On 22 April 2015, the Transitional Council in the Central African Republic (CAR) adopted a law by majority to set up a hybrid judicial mechanism (a "Special Criminal Court" (SCC)) within its national judicial system to investigate and prosecute individuals responsible for war crimes and crimes against humanity in its territory since 2003. But while this development undoubtedly represents a step forward towards justice for victims at a time of transition, it is certainly not the first accountability attempt for such crimes given that the International Criminal Court (ICC) has already opened investigations in the country. And the question a lot of international observers may be asking is: does this SCC undermine the already-operating ICC in CAR or, rather, reinforce its efforts at the national level?
The newly-adopted law was welcomed by several human rights organizations and follows recent and concrete steps in the wider fight against impunity in CAR. For instance, it happened a year after the creation by Presidential decree in April 2014 of a Special Investigative Cell (CSEI) to investigate serious human rights violations in the country. And it followed as well the December 2014 recommendation of the International Commission of Inquiry on CAR (set up by the UN Security Council in 2013 to investigate international human rights and humanitarian laws violation and abuses since 1 January 2013) to establish an accountability mechanism in the form of a "fully international tribunal" or else risk the situation in CAR to "spiral into genocide". Two of its Commissioners, Fatimata M'Baye of Mauritania and Philip Alston of Australia, also announced then that a full list of perpetrators in the conflict would be submitted to the UN Secretary-General and potentially to other relevant agencies. Last but not least, as the CAR is a state party to the ICC, in February 2014, the Court's Prosecutor, Fatou Bensouda, announced the opening of a preliminary examination of crimes allegedly committed in the country since September 2012. After this, in May 2014, the CAR transitional government referred to the Prosecutor of the ICC the situation on its territory since 1 August 2012. This was the second referral received from the CAR after the December 2004 referral relating to the events of 2002-2003. Finally in September 2014, ICC Prosecutor announced she was opening a second investigation because there was a reasonable basis to believe that international crimes had been committed (by both the Seleka forces and the so-called Anti-balaka fighters) since 2012.

Data listing

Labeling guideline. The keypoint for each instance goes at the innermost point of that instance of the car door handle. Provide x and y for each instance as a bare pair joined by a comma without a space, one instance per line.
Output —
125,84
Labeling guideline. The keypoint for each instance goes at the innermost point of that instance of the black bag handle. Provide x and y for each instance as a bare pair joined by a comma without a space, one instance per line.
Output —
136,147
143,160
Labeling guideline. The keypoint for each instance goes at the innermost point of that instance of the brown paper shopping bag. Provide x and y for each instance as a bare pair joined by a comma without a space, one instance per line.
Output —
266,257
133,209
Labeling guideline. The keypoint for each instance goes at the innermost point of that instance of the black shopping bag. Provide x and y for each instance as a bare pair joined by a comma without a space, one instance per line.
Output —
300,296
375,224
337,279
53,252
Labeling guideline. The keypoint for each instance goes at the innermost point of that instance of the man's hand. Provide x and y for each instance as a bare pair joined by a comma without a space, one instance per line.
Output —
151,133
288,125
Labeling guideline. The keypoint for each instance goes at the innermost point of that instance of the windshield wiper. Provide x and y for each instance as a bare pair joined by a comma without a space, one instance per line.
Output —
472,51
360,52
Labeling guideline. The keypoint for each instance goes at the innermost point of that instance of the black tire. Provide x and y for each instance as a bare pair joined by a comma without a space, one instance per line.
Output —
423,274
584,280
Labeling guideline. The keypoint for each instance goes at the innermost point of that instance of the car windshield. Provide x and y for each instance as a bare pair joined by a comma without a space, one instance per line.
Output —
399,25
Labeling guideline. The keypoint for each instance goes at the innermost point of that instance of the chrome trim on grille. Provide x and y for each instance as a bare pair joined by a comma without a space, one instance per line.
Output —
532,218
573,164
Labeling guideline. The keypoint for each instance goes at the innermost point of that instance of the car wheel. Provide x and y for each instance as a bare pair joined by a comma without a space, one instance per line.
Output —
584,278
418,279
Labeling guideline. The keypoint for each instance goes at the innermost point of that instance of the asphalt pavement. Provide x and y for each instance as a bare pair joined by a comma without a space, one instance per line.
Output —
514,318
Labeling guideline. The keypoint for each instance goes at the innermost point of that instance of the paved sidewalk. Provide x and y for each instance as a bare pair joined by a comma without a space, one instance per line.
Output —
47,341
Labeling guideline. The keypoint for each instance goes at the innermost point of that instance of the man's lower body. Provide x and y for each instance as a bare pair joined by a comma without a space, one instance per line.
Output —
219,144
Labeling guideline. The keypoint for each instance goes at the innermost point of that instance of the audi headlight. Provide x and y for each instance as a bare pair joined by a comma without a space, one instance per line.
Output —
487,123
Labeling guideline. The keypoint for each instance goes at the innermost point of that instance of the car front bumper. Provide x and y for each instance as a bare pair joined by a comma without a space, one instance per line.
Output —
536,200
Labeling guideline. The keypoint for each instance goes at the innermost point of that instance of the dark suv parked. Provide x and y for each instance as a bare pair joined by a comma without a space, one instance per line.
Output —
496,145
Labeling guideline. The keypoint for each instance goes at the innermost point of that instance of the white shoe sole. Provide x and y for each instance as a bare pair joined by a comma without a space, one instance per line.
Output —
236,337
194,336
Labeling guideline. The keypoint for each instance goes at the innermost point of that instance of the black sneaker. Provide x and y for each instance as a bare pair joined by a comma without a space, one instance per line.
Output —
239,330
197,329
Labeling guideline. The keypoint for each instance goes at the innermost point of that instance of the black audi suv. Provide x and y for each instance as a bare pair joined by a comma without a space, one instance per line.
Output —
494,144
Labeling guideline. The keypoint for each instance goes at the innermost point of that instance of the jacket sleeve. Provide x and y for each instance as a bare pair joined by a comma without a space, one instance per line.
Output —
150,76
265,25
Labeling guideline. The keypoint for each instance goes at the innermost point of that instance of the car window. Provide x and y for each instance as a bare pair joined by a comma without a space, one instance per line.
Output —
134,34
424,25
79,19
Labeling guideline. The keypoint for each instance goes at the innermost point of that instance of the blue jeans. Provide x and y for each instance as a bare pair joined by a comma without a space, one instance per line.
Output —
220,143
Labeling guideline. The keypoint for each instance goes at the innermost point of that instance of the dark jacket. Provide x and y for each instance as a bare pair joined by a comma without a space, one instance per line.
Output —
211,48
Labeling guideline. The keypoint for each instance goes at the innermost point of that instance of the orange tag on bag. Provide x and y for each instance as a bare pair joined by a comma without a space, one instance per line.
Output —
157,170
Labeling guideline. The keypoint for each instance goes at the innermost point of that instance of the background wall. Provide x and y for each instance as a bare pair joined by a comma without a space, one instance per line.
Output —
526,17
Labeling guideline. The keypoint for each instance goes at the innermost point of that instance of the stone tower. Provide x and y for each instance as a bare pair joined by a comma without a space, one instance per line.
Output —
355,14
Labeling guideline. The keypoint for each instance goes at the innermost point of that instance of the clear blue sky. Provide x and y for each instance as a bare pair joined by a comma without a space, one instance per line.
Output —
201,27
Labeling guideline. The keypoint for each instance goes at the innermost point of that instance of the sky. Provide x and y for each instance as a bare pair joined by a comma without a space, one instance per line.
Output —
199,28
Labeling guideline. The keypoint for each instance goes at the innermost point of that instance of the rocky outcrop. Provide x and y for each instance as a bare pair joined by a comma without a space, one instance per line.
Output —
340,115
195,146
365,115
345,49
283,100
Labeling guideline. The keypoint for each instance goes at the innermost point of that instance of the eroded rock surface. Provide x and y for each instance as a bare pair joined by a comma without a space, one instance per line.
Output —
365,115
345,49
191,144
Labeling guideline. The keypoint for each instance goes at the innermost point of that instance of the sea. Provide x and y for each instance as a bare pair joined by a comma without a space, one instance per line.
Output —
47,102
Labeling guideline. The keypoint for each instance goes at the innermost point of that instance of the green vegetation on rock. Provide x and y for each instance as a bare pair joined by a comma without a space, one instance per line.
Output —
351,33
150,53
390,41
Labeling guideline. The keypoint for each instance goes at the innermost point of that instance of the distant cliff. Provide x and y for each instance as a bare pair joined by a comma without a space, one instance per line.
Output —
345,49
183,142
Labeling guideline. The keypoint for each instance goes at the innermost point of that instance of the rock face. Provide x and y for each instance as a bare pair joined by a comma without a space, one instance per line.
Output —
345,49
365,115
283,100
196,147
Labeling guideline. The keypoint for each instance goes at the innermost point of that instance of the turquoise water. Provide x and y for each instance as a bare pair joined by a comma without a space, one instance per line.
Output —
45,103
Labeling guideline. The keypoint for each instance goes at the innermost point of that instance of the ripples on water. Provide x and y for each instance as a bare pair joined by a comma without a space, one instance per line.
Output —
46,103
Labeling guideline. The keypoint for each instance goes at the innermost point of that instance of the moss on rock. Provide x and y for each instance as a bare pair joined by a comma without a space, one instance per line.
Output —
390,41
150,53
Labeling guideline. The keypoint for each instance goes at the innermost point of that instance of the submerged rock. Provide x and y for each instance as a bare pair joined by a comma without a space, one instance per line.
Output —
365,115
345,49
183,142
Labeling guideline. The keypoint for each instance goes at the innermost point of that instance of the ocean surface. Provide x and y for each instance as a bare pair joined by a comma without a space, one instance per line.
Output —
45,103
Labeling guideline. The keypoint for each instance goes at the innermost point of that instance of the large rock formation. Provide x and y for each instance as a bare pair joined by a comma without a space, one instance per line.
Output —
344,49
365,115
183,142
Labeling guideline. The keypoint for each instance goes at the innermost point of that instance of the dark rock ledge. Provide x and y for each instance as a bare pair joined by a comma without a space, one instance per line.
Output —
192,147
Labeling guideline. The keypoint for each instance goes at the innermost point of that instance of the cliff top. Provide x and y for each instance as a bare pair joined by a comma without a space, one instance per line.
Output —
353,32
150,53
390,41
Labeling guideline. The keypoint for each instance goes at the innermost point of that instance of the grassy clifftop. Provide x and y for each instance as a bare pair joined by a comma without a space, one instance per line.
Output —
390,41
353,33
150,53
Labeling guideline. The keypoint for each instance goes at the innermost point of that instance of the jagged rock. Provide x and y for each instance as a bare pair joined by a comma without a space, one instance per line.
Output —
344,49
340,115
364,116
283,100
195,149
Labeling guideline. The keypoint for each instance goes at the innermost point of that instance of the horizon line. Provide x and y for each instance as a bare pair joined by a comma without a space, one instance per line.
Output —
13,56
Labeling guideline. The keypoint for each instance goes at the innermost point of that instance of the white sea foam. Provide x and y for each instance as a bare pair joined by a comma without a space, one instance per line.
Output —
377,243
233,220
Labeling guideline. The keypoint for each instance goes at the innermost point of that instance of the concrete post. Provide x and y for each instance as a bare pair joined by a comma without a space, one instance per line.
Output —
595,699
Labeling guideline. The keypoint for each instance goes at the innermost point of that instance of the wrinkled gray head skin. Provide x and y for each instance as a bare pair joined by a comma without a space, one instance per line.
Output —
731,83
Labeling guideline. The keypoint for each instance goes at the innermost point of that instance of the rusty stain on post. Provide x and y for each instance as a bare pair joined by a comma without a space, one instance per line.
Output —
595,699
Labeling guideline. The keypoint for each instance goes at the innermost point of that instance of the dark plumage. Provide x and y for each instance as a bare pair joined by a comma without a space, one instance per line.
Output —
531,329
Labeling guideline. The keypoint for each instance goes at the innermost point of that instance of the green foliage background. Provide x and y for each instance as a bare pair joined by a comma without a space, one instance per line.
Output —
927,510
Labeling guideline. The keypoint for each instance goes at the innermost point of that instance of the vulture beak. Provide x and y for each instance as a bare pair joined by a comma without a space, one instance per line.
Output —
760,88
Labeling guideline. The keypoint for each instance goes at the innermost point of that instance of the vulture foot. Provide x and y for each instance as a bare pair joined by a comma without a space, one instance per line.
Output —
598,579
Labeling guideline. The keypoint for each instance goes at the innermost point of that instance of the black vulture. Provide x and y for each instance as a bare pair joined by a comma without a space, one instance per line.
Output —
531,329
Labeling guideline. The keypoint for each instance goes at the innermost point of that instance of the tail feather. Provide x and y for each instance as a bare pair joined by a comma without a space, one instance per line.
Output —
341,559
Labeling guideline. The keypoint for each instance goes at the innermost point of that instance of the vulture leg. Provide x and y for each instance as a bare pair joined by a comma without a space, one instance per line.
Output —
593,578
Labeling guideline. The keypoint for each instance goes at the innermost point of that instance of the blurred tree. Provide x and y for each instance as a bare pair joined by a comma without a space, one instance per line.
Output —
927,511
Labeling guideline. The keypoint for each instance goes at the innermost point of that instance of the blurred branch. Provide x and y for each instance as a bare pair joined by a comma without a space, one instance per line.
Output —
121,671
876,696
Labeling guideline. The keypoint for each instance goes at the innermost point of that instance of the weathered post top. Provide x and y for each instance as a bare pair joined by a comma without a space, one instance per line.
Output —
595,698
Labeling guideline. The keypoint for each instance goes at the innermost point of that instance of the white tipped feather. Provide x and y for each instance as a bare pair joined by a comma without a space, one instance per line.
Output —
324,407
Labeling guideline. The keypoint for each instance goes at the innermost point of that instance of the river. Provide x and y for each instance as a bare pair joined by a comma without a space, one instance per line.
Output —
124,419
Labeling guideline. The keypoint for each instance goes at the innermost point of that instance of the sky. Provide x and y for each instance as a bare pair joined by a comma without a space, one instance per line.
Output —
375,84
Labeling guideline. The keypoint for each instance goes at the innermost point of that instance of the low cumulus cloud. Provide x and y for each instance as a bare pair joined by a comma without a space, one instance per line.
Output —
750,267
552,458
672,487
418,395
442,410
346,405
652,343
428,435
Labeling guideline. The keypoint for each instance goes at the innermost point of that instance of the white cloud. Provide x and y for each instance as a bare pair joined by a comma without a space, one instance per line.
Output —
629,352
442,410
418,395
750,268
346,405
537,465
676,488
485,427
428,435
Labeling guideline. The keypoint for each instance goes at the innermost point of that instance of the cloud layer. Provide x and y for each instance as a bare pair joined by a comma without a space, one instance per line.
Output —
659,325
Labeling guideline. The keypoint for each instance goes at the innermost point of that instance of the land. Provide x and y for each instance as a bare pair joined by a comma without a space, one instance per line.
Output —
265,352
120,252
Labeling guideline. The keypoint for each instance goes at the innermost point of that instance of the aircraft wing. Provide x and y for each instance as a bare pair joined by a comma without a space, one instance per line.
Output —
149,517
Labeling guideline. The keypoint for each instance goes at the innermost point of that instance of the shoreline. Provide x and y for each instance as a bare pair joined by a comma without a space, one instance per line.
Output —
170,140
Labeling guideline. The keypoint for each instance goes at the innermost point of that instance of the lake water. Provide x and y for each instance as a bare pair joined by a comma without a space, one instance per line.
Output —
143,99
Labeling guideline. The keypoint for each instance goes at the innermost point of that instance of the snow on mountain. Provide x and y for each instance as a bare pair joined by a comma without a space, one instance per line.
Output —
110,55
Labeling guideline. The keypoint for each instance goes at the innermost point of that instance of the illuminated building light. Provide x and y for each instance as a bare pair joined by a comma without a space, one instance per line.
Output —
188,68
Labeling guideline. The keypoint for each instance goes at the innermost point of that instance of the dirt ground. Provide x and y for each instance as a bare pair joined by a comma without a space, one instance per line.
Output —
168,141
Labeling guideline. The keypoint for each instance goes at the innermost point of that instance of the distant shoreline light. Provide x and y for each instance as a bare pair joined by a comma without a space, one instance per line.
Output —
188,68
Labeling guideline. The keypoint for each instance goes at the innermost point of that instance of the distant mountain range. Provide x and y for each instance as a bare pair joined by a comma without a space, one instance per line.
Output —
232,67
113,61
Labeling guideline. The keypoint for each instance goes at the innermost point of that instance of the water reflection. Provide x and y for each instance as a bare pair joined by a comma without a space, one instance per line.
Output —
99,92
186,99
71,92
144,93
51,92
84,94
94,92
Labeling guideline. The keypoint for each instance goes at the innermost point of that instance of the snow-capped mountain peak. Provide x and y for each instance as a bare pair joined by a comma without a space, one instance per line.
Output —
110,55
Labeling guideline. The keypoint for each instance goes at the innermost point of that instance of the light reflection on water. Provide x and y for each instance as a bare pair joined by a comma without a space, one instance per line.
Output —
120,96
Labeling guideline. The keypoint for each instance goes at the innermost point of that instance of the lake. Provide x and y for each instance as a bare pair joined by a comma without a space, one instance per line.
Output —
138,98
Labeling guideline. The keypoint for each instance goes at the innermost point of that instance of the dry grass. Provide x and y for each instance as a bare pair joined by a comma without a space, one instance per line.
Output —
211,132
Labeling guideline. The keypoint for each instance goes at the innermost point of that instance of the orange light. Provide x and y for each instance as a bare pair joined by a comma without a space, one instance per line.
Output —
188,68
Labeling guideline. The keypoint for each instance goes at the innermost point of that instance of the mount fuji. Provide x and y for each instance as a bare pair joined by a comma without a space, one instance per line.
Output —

* Written instruction A *
In the text on the Special Criminal Court, why did the ICC Prosecutor open a second investigation in September 2014?
* Written instruction B *
Quote the text on the Special Criminal Court from "On 22 April" to "the national level?".

* Complete answer A *
She opened it because there was a reasonable basis to believe that international crimes had been committed since 2012 by both the Seleka forces and the so-called Anti-balaka fighters.

* Complete answer B *
On 22 April 2015, the Transitional Council in the Central African Republic (CAR) adopted a law by majority to set up a hybrid judicial mechanism (a "Special Criminal Court" (SCC)) within its national judicial system to investigate and prosecute individuals responsible for war crimes and crimes against humanity in its territory since 2003. But while this development undoubtedly represents a step forward towards justice for victims at a time of transition, it is certainly not the first accountability attempt for such crimes given that the International Criminal Court (ICC) has already opened investigations in the country. And the question a lot of international observers may be asking is: does this SCC undermine the already-operating ICC in CAR or, rather, reinforce its efforts at the national level?